> _Requirement A_
According to the article on Darjo Xhuti, what squad number was he given at Tirana?

> _Source text_
────

Darjo Xhuti

Personal information
- Full name: Darjo Xhuti
- Date of birth: 9 May 1991 (age 33)
- Place of birth: Korçë, Albania
- Height: 1.80 m (5 ft 11 in)
- Position(s): Midfielder

Senior career*
- Years: Team / Apps / (Gls)
- 2013: Tirana / 1 / (0)

= Darjo Xhuti =

Albanian footballer

Darjo Xhuti (born 9 May 1991) is an Albanian professional footballer who plays as a midfielder.

==Club career==
Xhuti initially came on trial at Albanian Superliga side Tirana at the end of 2012. He also scored in a friendly against Vllaznia Shkodër which ended 2–0 his side. He successfully passed the trial, and on 30 January 2013, Xhuti was presented as the new player of Tirana, signing a contract until the end of the season. He was given squad number 22. Xhuti made his first Tirana appearance by appearing in the last minutes of the goalless away draw against Laçi in the final championship round. That was his only appearance of the season, as Tirana finished the championship in 5th place. Xhuti left the club on 1 June after his contract run out.

────

> _Requirement B_
In the rows below, reproduce every line, requests included, starting with the line that contains "target | woman in grey jacket" and going on through the final row. Reduce both coordinates of each answer point by 70.

(Saved entries)
────

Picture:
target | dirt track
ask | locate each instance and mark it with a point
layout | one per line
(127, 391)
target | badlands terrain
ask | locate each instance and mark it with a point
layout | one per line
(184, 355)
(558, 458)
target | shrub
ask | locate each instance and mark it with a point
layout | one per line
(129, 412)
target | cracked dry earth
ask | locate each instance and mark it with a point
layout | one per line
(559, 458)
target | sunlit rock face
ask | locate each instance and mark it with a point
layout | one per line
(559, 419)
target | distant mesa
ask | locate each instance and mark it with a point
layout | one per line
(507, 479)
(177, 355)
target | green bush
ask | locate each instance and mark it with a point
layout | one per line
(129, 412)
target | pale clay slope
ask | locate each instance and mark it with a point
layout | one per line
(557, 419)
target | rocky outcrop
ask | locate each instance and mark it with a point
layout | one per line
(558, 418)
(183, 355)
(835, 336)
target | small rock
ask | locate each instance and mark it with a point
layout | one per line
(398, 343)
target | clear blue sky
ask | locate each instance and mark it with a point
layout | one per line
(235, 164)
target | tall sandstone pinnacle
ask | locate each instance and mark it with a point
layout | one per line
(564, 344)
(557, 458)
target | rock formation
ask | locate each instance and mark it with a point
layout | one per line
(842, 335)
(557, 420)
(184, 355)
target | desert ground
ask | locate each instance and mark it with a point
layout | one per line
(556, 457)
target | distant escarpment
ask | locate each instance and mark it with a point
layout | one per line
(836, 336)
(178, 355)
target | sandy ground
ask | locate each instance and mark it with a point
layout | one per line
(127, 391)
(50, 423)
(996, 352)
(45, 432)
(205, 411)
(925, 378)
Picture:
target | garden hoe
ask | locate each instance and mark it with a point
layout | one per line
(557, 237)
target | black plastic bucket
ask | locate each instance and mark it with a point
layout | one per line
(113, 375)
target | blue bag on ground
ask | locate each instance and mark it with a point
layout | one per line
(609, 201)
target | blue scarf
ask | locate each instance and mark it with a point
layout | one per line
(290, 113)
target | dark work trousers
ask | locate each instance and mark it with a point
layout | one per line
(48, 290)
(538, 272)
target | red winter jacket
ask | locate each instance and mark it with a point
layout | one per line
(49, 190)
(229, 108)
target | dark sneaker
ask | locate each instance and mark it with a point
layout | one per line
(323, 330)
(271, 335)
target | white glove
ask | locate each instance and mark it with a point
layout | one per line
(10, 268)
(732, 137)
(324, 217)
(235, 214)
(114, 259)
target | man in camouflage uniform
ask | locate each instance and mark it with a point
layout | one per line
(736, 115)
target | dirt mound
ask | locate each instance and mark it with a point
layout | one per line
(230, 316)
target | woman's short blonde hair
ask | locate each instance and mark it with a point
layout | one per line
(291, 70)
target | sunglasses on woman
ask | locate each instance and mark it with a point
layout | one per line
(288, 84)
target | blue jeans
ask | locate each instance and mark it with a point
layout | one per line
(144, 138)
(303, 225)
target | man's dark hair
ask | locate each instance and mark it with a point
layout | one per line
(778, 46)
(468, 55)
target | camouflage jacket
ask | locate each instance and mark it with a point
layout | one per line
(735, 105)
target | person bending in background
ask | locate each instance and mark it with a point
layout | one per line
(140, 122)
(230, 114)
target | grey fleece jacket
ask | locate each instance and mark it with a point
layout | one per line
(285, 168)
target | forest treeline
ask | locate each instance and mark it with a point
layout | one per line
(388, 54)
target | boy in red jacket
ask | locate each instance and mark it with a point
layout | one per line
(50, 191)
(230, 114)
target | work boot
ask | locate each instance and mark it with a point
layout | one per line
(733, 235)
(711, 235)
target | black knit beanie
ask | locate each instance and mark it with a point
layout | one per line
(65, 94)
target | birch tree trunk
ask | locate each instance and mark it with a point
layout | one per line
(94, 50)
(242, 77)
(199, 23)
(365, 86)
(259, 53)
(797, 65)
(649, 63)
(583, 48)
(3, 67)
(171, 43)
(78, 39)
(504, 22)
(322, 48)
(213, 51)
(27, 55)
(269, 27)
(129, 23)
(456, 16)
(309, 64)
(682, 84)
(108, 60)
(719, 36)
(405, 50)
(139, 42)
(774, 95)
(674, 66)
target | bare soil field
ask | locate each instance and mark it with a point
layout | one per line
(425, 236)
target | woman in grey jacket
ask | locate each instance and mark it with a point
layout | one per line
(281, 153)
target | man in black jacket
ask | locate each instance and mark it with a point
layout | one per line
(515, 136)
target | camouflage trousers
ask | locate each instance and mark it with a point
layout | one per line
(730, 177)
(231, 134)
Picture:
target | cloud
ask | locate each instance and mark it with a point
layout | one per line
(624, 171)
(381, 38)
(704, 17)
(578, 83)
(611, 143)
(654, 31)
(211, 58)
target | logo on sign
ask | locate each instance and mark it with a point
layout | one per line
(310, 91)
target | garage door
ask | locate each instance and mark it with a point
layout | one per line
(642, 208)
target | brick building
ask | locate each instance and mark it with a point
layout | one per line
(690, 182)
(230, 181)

────

> _Task answer A_
22

> _Task answer B_
target | woman in grey jacket
ask | locate each instance and mark it with a point
layout | one per line
(211, 83)
target | man in black jacket
ask | locate each instance and mark it with a point
layout | one per line
(445, 66)
target | camouflage trousers
ask | locate each instance and mark it with a point
layout | one per line
(660, 107)
(161, 64)
Picture:
target | cloud
ask | locate each instance and mark it with a point
layout | one per line
(554, 101)
(311, -32)
(634, -53)
(508, 13)
(541, 73)
(584, -39)
(141, -12)
target | logo on sign
ask | locate each instance and mark it with a point
layout | one per line
(240, 21)
target | garage door
ask | locate each instance and mark it with a point
layout | one per line
(572, 138)
target | brick building
ask | locate each instance and mark it with a point
layout | one per line
(620, 112)
(160, 111)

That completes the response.